═══ Extracted material ═══
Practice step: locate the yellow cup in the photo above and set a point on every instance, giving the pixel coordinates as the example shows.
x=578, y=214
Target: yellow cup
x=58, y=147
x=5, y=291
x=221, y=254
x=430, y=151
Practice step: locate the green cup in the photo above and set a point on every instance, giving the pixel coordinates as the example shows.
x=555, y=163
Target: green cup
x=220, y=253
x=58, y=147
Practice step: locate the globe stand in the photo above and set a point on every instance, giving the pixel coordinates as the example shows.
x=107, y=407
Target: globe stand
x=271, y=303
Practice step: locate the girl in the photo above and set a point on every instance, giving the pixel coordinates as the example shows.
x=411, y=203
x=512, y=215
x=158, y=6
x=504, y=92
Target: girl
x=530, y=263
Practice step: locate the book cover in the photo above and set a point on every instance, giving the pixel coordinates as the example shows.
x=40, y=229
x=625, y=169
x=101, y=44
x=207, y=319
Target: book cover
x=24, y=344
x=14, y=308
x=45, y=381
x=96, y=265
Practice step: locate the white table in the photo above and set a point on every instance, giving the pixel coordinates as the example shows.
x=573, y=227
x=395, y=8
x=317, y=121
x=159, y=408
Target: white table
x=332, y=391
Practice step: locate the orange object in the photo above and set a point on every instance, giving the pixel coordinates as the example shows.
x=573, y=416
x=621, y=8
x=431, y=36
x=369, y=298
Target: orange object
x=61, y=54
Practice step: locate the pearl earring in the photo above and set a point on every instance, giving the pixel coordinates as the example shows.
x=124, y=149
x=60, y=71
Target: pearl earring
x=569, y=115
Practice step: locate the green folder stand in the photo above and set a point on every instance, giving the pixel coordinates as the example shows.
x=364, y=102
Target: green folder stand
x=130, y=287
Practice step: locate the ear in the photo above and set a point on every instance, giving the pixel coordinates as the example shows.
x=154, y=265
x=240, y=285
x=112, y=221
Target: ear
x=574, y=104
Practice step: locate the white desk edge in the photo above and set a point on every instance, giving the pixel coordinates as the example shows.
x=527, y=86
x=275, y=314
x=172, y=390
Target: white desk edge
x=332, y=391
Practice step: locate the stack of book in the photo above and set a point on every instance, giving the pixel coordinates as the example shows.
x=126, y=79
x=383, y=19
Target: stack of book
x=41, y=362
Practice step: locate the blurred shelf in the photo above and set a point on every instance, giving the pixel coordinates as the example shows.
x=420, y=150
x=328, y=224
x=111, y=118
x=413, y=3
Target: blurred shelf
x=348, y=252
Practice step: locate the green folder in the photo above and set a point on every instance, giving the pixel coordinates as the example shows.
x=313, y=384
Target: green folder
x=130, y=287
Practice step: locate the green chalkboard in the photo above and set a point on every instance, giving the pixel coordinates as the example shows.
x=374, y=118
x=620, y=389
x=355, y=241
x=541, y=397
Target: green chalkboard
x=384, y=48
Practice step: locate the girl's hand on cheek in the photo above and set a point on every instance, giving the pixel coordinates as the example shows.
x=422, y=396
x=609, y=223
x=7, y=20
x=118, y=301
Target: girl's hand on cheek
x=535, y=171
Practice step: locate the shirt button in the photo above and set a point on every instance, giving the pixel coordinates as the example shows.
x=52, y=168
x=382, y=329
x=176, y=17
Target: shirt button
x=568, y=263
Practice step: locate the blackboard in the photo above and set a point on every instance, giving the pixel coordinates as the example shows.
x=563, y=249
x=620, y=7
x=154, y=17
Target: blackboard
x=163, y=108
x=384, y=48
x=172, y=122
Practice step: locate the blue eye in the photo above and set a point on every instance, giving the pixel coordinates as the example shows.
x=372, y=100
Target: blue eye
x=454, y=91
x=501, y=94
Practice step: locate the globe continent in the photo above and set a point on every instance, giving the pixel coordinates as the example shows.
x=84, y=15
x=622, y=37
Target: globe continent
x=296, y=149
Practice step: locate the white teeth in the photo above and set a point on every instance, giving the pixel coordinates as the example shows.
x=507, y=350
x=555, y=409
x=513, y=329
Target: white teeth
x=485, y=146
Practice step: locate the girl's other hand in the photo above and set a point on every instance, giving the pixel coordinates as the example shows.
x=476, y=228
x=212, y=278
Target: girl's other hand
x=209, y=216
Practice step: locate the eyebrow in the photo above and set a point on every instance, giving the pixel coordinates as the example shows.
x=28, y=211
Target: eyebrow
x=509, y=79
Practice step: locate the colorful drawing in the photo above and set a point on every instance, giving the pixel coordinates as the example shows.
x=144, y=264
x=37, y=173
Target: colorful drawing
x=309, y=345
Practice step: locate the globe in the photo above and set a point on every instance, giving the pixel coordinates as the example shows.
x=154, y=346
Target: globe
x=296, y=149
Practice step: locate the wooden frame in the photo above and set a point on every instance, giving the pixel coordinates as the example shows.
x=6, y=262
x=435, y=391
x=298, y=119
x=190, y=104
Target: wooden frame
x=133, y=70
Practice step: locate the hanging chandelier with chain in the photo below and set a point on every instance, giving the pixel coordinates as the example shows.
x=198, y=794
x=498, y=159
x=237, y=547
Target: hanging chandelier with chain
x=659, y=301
═══
═══ Extracted material ═══
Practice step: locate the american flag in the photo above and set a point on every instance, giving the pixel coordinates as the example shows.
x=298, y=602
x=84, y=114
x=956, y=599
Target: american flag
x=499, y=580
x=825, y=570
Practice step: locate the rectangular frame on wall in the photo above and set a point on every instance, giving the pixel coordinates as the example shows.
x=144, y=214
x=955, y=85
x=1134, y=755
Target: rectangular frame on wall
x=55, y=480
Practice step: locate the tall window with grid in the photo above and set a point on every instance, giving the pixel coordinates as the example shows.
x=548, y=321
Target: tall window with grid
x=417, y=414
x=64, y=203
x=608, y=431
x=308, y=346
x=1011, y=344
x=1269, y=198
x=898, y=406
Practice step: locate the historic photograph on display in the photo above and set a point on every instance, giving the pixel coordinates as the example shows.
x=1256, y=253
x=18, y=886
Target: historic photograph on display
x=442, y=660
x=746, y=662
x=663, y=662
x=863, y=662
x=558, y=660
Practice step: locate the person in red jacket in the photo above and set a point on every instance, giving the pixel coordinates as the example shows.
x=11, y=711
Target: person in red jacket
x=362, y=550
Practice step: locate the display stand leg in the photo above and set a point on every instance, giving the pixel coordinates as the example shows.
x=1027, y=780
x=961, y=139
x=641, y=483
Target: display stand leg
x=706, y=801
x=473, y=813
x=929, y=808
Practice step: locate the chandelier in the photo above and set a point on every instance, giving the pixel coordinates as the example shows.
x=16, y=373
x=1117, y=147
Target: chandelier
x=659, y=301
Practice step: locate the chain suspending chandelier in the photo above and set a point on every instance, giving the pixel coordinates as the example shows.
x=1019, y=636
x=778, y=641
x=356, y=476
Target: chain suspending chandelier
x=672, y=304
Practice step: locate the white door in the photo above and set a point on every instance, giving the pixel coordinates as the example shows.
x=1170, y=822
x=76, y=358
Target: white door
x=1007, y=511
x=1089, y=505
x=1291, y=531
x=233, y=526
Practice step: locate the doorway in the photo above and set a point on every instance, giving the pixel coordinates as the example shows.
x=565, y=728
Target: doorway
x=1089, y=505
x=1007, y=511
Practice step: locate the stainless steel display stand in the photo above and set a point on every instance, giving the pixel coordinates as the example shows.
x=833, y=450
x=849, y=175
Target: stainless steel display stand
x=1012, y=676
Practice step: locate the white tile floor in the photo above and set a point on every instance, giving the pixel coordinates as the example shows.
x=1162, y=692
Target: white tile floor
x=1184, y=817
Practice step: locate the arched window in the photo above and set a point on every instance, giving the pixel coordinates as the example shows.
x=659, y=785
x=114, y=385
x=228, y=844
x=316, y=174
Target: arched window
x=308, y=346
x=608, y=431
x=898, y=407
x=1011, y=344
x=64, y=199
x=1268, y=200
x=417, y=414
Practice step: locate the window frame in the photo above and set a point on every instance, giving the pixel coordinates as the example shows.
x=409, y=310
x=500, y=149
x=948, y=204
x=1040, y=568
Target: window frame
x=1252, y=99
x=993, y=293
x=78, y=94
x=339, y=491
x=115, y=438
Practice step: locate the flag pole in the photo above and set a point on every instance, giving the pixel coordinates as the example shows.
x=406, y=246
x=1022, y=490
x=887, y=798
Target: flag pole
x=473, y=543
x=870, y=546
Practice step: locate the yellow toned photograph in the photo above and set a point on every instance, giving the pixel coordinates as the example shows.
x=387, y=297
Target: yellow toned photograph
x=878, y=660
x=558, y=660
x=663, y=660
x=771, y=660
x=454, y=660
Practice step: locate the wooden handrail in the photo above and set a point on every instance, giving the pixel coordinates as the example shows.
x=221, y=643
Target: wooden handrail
═══
**What is expected:**
Write out again the lines of the listing from the line containing "Practice step: locate the doorway" through the line containing "x=1184, y=817", shifting every answer coordinate by adding -47 to it and keeping all other lines unchanged.

**Result of this task:**
Practice step: locate the doorway in the photo above and set a point on every instance, giving the pixel coordinates as the example shows.
x=565, y=728
Target: doorway
x=1042, y=458
x=960, y=464
Practice step: locate the stainless steel display stand in the photo above and set a point on every instance, giving the pixel coordinates as the example shows.
x=833, y=450
x=849, y=175
Target: stainless steel display stand
x=965, y=629
Practice step: locate the white tile floor in the photo above and set a point on every instance, giving the pixel coordinates as the example shows.
x=1162, y=692
Target: white tile floor
x=1137, y=770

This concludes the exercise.